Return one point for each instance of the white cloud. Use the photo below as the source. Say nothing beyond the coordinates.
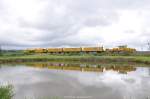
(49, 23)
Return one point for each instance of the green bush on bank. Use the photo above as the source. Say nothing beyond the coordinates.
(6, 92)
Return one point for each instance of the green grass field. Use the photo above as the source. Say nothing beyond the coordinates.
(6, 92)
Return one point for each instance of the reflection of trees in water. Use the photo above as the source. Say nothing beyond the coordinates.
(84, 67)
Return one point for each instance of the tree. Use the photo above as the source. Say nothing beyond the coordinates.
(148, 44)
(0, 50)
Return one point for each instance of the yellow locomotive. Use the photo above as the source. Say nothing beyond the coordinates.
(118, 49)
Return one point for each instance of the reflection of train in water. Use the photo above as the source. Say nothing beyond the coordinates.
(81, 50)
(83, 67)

========================================================================

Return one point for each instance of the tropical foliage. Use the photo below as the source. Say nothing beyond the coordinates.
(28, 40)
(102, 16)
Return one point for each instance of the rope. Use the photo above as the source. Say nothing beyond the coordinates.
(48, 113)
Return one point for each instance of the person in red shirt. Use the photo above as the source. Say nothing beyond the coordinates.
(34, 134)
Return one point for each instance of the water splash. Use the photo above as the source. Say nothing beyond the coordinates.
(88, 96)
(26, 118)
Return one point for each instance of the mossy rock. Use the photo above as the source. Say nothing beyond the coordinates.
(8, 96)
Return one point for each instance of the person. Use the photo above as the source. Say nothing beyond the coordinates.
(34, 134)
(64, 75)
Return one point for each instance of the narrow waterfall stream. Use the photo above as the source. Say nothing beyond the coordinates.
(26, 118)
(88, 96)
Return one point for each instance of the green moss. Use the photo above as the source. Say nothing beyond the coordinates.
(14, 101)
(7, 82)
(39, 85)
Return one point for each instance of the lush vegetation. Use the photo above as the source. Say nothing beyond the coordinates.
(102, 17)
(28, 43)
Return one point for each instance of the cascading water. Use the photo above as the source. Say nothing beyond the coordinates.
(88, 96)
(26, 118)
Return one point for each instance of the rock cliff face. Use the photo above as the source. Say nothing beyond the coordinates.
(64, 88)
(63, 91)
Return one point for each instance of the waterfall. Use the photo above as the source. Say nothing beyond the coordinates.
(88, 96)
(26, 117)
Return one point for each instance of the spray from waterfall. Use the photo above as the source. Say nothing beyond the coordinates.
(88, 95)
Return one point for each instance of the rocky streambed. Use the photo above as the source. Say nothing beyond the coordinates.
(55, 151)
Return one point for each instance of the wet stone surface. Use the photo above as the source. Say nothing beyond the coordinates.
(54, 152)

========================================================================

Locate each line in the entries above that contains the word "person" and copy those lines out. Case counts.

__Solution to this exercise__:
Return one point for each instance of the person in red shirt. Use the photo above as the source. Say nothing beyond the coordinates.
Return one point for each instance of the person. Use the photo above as the source. Say nothing beyond the coordinates.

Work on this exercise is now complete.